━━━━━ Given data
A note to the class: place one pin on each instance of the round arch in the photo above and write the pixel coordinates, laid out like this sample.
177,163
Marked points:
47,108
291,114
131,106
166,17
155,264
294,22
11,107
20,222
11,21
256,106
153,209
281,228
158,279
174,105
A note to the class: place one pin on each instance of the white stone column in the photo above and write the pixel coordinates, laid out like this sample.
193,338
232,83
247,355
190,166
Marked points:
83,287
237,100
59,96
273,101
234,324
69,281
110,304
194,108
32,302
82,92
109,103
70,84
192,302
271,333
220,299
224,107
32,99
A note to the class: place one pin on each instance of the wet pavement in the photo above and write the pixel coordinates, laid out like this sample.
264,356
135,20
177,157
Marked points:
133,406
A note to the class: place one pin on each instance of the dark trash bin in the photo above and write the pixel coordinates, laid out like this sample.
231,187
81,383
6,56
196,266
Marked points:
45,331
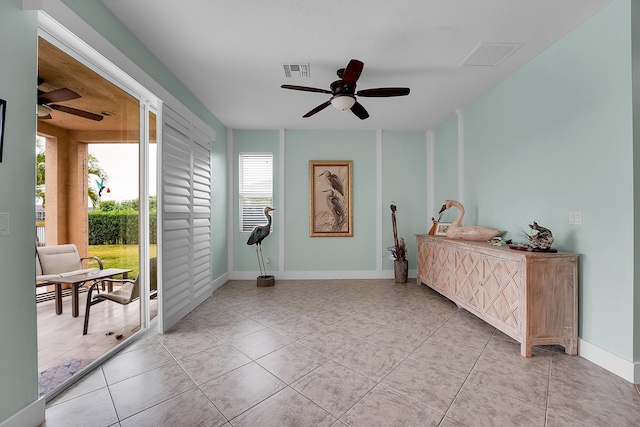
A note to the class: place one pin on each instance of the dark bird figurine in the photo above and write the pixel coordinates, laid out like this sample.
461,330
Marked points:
258,234
334,181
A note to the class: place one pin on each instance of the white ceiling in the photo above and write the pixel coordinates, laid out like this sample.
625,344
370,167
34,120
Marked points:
230,53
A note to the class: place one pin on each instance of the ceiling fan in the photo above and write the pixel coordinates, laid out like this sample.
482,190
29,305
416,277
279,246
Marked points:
343,91
45,99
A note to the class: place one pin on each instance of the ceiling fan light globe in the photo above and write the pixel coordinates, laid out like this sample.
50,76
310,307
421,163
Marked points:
343,102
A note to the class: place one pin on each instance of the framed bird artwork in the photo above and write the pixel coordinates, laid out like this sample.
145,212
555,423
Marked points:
330,198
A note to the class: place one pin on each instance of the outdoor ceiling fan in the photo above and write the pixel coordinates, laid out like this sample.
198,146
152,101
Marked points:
343,91
46,102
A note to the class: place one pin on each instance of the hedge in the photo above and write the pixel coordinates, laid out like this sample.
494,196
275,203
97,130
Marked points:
118,227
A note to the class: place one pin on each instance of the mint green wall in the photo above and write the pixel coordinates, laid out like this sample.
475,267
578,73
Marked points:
244,256
219,178
557,136
18,337
404,181
100,18
635,49
445,167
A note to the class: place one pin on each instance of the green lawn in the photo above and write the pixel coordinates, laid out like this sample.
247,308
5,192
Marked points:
120,256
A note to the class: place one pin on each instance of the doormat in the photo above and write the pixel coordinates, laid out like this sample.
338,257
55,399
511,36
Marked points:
51,378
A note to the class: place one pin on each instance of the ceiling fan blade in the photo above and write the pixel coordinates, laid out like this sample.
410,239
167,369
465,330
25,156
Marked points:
384,92
305,89
352,72
317,109
76,112
58,95
359,111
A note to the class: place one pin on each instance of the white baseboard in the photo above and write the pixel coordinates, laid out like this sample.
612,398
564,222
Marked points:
220,281
623,368
30,416
320,275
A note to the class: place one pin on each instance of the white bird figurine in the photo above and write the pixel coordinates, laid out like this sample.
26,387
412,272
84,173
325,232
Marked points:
472,232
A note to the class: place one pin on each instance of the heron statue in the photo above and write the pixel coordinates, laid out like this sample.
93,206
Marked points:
334,181
258,234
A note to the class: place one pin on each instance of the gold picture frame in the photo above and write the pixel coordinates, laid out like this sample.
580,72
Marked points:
331,198
441,228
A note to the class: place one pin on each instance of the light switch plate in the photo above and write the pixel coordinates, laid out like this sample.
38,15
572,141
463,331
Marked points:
575,218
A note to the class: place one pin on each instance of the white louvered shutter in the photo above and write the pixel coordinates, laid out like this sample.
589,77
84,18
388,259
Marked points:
186,221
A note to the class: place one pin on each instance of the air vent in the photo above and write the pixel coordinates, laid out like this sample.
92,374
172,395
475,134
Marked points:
297,69
489,54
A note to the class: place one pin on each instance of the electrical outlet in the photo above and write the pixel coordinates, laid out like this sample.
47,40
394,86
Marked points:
4,223
575,218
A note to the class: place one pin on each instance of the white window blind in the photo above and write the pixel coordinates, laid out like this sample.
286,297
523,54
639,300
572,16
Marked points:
255,189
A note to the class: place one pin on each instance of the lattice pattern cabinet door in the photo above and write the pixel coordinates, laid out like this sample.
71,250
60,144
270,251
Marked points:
530,296
502,284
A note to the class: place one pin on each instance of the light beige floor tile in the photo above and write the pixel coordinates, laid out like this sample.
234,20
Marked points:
555,420
579,370
93,381
590,406
89,410
329,341
126,365
143,391
508,351
260,343
297,328
185,410
459,336
450,422
287,408
237,391
370,359
271,316
292,362
236,329
448,358
481,407
383,407
212,363
358,327
403,341
334,387
455,351
185,344
512,380
429,386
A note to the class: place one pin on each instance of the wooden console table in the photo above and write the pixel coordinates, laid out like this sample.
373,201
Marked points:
530,296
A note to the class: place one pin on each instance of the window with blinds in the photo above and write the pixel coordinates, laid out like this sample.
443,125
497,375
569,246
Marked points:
255,188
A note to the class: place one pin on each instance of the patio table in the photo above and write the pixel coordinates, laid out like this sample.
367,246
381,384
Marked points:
79,280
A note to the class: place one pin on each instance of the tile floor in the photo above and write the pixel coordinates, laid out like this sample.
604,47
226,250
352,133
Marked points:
341,353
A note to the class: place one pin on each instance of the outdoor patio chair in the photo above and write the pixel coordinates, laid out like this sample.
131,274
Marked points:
60,260
127,293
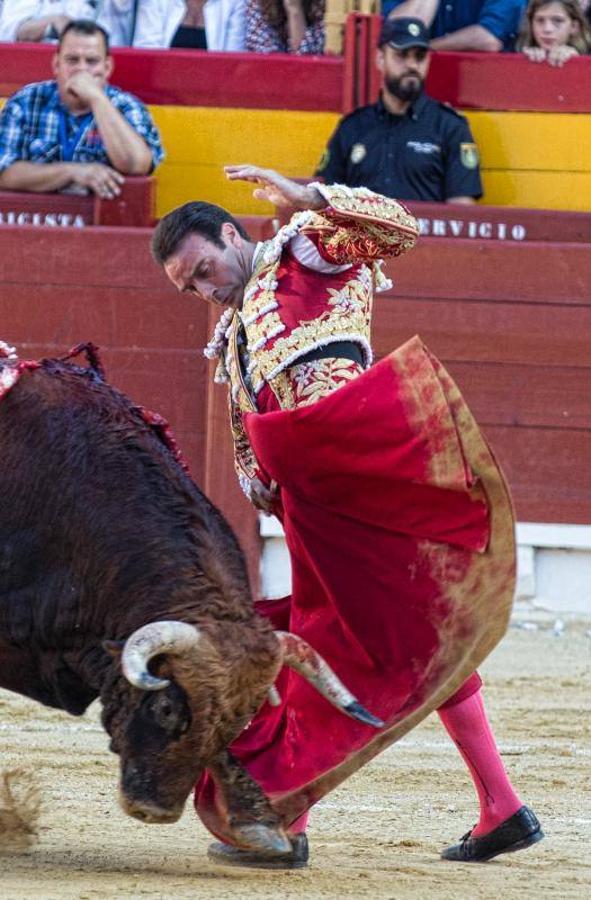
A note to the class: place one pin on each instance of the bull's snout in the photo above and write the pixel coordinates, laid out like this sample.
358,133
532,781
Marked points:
138,798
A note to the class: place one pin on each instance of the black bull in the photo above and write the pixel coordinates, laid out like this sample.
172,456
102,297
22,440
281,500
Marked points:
112,560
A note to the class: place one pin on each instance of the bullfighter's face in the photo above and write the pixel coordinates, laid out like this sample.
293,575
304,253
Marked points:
212,273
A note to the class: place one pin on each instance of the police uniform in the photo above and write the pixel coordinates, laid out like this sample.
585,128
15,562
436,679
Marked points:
428,153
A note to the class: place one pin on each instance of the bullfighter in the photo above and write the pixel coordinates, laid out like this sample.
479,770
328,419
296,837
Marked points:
397,518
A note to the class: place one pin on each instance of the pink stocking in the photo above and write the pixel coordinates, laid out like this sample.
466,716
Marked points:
467,724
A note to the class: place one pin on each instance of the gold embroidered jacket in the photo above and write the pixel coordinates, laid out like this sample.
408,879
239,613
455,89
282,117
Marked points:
312,285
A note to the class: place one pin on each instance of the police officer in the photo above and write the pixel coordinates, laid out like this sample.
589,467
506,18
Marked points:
406,145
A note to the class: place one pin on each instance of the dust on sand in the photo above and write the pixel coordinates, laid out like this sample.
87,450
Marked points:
377,837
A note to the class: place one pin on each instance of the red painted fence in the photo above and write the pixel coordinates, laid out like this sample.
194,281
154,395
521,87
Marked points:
496,81
510,320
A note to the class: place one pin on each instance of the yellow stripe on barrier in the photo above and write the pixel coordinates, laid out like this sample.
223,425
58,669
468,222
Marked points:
532,141
537,160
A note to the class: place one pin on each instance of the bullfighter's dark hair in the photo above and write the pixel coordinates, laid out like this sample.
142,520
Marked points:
196,217
86,27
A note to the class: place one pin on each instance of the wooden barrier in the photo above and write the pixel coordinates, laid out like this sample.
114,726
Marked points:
480,222
490,81
216,108
134,207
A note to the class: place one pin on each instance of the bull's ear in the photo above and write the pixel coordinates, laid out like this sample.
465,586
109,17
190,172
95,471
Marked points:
113,648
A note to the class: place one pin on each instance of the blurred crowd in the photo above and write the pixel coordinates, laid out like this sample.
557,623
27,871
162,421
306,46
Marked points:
549,31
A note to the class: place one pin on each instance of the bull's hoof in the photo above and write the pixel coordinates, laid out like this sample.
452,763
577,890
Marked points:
519,831
296,858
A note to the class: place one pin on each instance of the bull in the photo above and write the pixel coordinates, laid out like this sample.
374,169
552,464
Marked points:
120,580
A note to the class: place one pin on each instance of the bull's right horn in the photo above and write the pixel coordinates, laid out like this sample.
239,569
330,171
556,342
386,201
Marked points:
299,655
149,641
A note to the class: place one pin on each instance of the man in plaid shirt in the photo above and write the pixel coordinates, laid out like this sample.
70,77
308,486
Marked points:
76,133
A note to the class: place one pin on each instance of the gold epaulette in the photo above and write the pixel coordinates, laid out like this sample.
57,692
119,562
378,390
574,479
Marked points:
361,203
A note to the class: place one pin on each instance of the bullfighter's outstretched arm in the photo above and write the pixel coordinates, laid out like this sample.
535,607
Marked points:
347,225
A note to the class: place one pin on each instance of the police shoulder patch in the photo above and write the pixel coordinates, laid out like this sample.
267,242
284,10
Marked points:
358,152
449,108
469,155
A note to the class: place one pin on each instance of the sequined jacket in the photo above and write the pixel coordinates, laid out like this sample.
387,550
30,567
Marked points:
312,285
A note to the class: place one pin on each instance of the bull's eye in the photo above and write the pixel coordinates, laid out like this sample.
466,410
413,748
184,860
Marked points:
168,714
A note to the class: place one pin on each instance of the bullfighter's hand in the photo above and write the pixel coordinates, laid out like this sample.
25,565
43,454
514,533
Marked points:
277,189
262,497
100,179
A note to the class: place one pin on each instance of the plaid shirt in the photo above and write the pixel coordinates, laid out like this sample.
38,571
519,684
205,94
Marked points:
30,130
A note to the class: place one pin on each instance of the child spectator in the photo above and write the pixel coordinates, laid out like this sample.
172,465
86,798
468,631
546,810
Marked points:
285,26
554,31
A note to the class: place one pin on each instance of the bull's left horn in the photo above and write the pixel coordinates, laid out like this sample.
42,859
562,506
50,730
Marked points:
298,655
149,641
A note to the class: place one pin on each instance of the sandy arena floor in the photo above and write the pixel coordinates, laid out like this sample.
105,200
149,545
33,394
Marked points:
378,837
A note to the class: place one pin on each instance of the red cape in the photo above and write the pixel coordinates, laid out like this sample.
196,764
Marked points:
400,531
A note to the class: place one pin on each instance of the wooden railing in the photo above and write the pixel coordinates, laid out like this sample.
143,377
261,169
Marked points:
134,207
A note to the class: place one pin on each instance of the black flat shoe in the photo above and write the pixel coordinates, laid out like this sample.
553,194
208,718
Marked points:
519,831
227,855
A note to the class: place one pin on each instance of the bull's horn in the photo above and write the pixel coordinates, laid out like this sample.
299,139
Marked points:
149,641
298,655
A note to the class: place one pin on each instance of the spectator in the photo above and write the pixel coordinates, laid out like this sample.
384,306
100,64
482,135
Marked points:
285,26
406,145
209,25
481,25
554,31
76,132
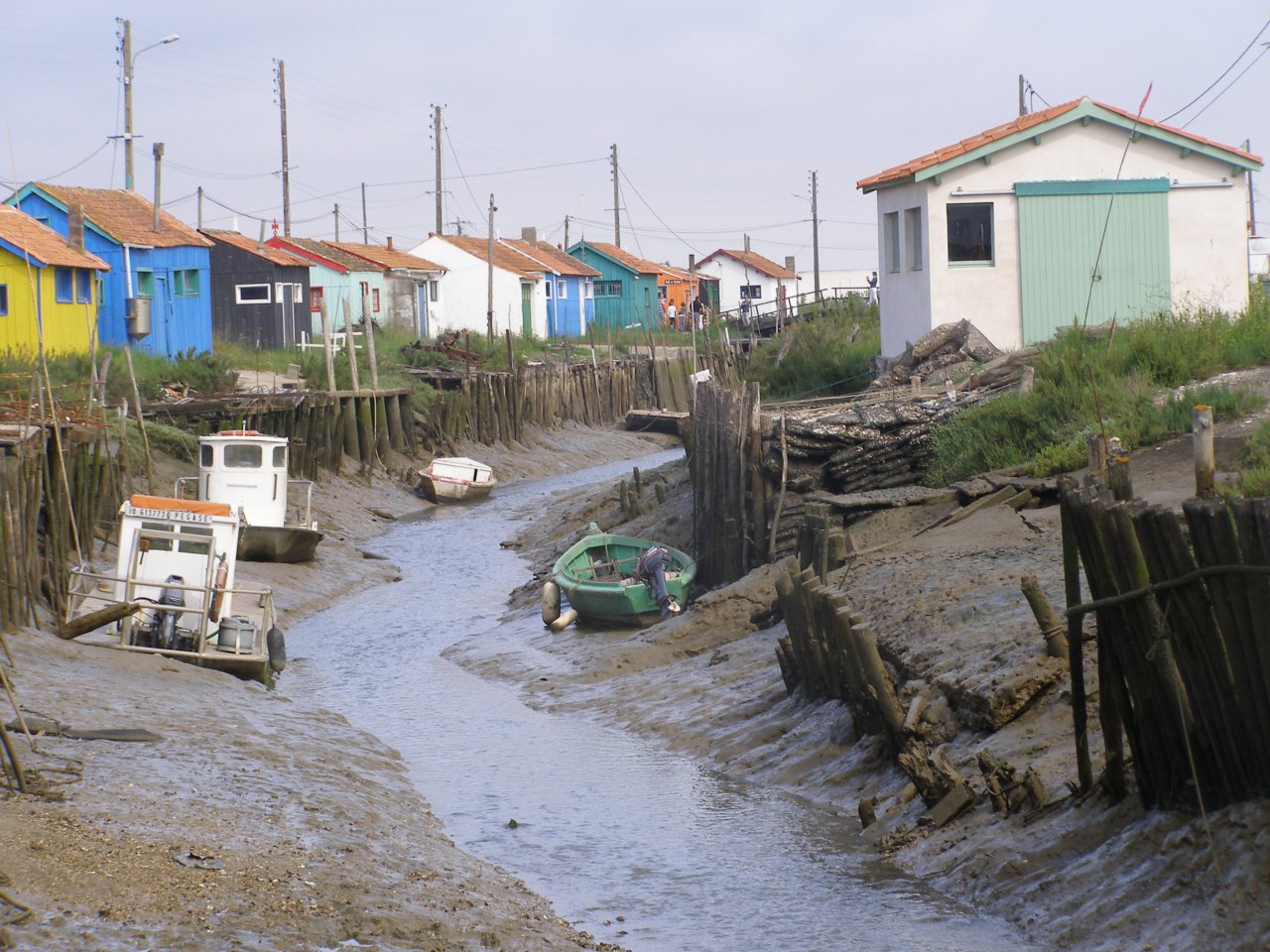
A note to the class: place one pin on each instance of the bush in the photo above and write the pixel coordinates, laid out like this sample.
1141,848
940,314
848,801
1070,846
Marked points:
━━━━━━━━━━
### Work instructions
Only a number is expected here: the count of lines in the records above that include the word "table".

### Response to the task
2